Each entry below is to be restated word for word, with no pictures carried over.

▶ _Saved entries_
————
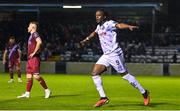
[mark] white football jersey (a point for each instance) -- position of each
(108, 37)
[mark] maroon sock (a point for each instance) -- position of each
(19, 73)
(29, 84)
(42, 82)
(11, 73)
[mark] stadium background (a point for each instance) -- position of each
(151, 51)
(156, 41)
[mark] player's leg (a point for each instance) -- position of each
(98, 69)
(43, 84)
(36, 71)
(11, 73)
(18, 69)
(29, 84)
(118, 64)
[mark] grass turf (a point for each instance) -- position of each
(77, 92)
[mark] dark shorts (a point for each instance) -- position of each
(13, 63)
(33, 65)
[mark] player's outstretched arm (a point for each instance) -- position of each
(4, 56)
(92, 35)
(126, 26)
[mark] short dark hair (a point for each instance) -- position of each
(36, 23)
(105, 13)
————
▶ _EXPECTED OUTPUT_
[mark] white football jersey (a point for each instance) -- position of each
(108, 37)
[mark] maroon sock (a point for each instance) -- position of each
(19, 73)
(29, 84)
(42, 82)
(11, 73)
[mark] stadium background (a point for each instance) -- position of each
(151, 51)
(156, 41)
[mark] player's leg (a point for each instance) -- position of each
(98, 69)
(43, 84)
(36, 71)
(11, 73)
(18, 69)
(29, 84)
(118, 64)
[mark] grass turf (a point for each instance) -- position of each
(77, 92)
[mark] dark shorts (a point for each instance) -- position of each
(13, 63)
(33, 65)
[mark] player's outstretched arm (a point for each instance) -- position of each
(4, 56)
(92, 35)
(126, 26)
[mark] short dark hair (a point for each instance) -- position of each
(36, 23)
(105, 13)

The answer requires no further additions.